▶ _Available data_
####################

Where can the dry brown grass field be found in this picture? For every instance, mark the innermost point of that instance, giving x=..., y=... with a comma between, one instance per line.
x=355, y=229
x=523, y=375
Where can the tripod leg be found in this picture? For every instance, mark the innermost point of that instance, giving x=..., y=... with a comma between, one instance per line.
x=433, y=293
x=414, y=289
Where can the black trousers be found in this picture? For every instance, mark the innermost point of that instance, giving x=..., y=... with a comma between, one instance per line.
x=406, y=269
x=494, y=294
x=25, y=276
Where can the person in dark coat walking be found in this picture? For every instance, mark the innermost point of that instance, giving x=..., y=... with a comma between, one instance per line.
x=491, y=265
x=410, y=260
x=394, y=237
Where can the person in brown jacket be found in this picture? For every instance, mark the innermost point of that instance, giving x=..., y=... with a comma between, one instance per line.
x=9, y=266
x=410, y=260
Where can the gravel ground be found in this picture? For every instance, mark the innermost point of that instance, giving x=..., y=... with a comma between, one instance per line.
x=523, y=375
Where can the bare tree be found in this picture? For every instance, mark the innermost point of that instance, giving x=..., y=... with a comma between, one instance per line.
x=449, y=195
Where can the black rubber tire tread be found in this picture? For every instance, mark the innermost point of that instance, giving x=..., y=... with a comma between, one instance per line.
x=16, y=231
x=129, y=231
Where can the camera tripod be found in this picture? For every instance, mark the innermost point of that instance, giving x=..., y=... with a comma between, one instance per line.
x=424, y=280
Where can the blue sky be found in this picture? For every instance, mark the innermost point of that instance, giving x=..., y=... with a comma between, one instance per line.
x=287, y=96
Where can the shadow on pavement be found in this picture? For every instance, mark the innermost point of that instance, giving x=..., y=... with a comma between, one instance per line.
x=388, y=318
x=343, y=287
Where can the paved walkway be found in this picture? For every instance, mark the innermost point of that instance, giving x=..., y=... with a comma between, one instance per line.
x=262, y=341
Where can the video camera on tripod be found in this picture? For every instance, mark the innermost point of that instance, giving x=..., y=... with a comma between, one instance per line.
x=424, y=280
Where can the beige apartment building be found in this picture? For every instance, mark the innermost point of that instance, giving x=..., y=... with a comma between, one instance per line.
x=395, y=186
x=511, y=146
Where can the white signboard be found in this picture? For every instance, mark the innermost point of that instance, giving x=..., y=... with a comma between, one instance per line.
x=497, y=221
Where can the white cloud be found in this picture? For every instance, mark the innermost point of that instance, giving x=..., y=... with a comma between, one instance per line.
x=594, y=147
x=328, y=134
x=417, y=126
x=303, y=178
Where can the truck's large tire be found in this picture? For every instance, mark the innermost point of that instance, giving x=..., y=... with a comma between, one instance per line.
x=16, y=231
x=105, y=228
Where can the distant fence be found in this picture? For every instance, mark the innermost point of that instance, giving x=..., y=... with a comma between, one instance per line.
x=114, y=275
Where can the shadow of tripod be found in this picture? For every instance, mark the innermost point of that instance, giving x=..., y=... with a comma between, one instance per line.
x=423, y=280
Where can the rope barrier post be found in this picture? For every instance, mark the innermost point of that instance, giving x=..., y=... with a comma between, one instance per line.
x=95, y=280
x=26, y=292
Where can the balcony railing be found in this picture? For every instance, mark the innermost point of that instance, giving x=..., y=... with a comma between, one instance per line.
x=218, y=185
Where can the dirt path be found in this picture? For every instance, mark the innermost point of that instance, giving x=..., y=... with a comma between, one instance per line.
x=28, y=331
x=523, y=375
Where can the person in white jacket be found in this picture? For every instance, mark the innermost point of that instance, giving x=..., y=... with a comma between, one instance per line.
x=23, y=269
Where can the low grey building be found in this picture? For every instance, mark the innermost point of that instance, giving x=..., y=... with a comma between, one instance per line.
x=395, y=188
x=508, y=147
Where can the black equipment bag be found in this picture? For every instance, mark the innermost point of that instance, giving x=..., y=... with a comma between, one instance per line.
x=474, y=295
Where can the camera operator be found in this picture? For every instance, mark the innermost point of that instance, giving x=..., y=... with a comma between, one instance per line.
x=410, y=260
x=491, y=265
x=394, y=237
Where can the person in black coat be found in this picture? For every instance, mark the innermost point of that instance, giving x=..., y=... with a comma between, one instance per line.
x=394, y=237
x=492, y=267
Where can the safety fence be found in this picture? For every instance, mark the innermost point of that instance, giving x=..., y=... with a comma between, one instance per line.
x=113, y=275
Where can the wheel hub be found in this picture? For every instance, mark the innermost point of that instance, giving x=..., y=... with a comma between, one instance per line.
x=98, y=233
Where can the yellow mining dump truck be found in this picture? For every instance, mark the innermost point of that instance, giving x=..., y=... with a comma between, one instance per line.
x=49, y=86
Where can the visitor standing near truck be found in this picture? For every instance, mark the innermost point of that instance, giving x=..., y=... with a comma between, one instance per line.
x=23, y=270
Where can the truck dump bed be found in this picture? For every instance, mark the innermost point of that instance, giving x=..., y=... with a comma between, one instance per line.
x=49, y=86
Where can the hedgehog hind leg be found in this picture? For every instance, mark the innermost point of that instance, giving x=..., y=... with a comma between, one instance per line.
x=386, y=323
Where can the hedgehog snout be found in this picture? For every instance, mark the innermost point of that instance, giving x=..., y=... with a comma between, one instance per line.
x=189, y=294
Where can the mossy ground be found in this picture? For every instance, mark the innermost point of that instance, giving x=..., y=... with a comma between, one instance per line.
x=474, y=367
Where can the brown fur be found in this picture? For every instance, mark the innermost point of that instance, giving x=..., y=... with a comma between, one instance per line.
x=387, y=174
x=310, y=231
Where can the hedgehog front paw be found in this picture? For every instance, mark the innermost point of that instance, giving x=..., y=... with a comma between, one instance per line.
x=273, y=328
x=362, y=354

####################

▶ _Stated task_
Copy every item above word for word, keeping its exact wording and order.

▶ _Result_
Where can the dry brown grass field be found in this picture? For every instance, mark the innermost point of that instance, giving x=..., y=... with a comma between, one instance per line.
x=355, y=229
x=523, y=375
Where can the tripod leg be found in this picture? For every instance, mark the innermost point of that instance, giving x=..., y=... with a comma between, one instance per line.
x=433, y=293
x=414, y=289
Where can the black trousers be found in this picture? For every instance, mark the innermost point of that instance, giving x=..., y=... with a comma between, one instance per line.
x=406, y=269
x=494, y=294
x=25, y=276
Where can the person in dark coat walking be found in this picture? For every instance, mark the innermost point of that instance, giving x=..., y=... with a comma between, one instance per line.
x=491, y=265
x=410, y=260
x=394, y=237
Where can the person in brown jacket be found in this picture? For every instance, mark the innermost point of that instance, giving x=..., y=... with a comma between, one instance per line.
x=9, y=266
x=410, y=260
Where can the gravel ground be found in this picture? For every instance, mark the innermost point of that instance, giving x=..., y=... with a comma between, one instance per line.
x=523, y=375
Where can the bare tree be found in this picture? For every instance, mark the innermost point of that instance, giving x=..., y=... with a comma between, one instance per line.
x=449, y=195
Where can the black rubber tire tread be found in this picture? For every instance, mark the innermost point of that instance, giving x=..., y=... with a comma between, one instance per line.
x=16, y=231
x=129, y=231
Where can the camera tripod be found in this picture? For every instance, mark the innermost point of that instance, giving x=..., y=... with a comma between, one instance per line.
x=424, y=280
Where can the blue sky be found in this picture? For every instance, mark the innermost point of that instance, giving x=..., y=... with a comma between, one instance per line.
x=287, y=96
Where can the shadow on pavement be found in this picture? For every instance, mark the innermost point of that instance, giving x=..., y=... with a comma between, one instance per line.
x=388, y=318
x=343, y=287
Where can the paved walkway be found in this picture? For every instance, mark the innermost point of that instance, giving x=..., y=... with a comma between, one instance per line.
x=262, y=341
Where can the video camera on tripod be found in this picture? For every instance, mark the innermost point of that instance, giving x=..., y=... with a comma between, one instance per line.
x=424, y=280
Where can the beige apartment building be found in this picture? For every instance, mark the innermost point of that instance, giving x=..., y=... with a comma between, one instance per line.
x=395, y=186
x=511, y=146
Where can the white signboard be found in this picture? For every instance, mark the innermost point of that instance, giving x=..., y=... with a comma between, one instance per line.
x=497, y=221
Where can the white cloud be found in this picture? For every instance, mark the innermost point of that instance, giving x=..., y=... with a comma between, one instance per line.
x=594, y=147
x=328, y=134
x=417, y=126
x=303, y=178
Where can the truck's large tire be found in this picture? For every instance, mark the innermost point of that instance, giving x=..., y=... with a comma between, one instance per line.
x=16, y=231
x=105, y=228
Where can the distant fence be found in this picture? For every instance, mark the innermost point of that instance, giving x=..., y=... with a comma between, one instance per line.
x=114, y=275
Where can the shadow of tripod be found in this picture? For every instance, mark the innermost point of that instance, giving x=..., y=... with a comma between, one instance per line.
x=423, y=280
Where can the rope barrier post be found in this picture? For every instance, mark the innermost point of that instance, giving x=..., y=... with a comma between, one instance per line.
x=95, y=280
x=26, y=292
Where can the balcony railing be found in this picture? For every instance, mark the innermost point of that instance, giving x=..., y=... with a comma between, one instance per line.
x=218, y=185
Where can the dirt path be found in this picture? For every instance, mark the innermost point of that instance, giving x=..., y=... with a comma between, one instance per line.
x=28, y=331
x=523, y=375
Where can the person in white jacket be found in this picture? For every instance, mark the innermost point of that instance, giving x=..., y=... with a comma between, one instance per line.
x=23, y=269
Where can the low grey building be found in this picture? For every instance, mark the innermost point of that instance, giving x=..., y=... with a comma between, one instance per line.
x=395, y=188
x=508, y=147
Where can the black equipment bag be found in this picture? For every instance, mark the innermost point of that instance, giving x=..., y=... with a comma between, one instance per line.
x=474, y=295
Where can the camera operator be found in this picture? For every instance, mark the innermost point of that instance, giving x=..., y=... with a comma between, one instance per line.
x=410, y=260
x=491, y=265
x=394, y=237
Where can the person in black coat be found in this picture? For every instance, mark the innermost point of that instance, giving x=..., y=... with a comma between, one instance per line.
x=394, y=237
x=492, y=267
Where can the safety fence be found in this picture? For every instance, mark the innermost point of that instance, giving x=..., y=... with a comma between, one instance per line.
x=113, y=275
Where can the wheel hub be found in this picture? For every instance, mark the innermost point of that instance, giving x=..., y=... with a comma between, one instance per line.
x=98, y=233
Where can the yellow mining dump truck be found in this picture? For every instance, mark the innermost point of that instance, giving x=..., y=... with a comma between, one instance per line.
x=49, y=86
Where can the visitor standing near truck be found in this picture? For every instance, mark the innermost point of that instance, giving x=..., y=... with a comma between, one instance per line.
x=23, y=270
Where can the truck dump bed be found in this picture? For every instance, mark the innermost point of that instance, giving x=..., y=... with a comma between, one instance per line.
x=49, y=86
Where can the hedgehog hind leg be found in this picture? For every instance, mark the innermost point of that instance, giving x=..., y=... with a comma between, one instance per line.
x=386, y=323
Where can the hedgehog snout be found in this picture? For every instance, mark the innermost point of that instance, giving x=..., y=... with a comma between, one instance per line.
x=189, y=294
Where can the mossy ground be found in this picture? For every instance, mark the innermost point of that instance, giving x=..., y=... with a comma between, one instance per line.
x=474, y=367
Where can the brown fur be found in this picture? For every instance, mark the innermost point of that instance, giving x=..., y=... with a comma between, one instance per line.
x=387, y=174
x=310, y=231
Where can the hedgehog front paw be found in this picture? For every instance, mark the innermost point of that instance, giving x=..., y=... with a comma between, one instance per line.
x=273, y=328
x=362, y=354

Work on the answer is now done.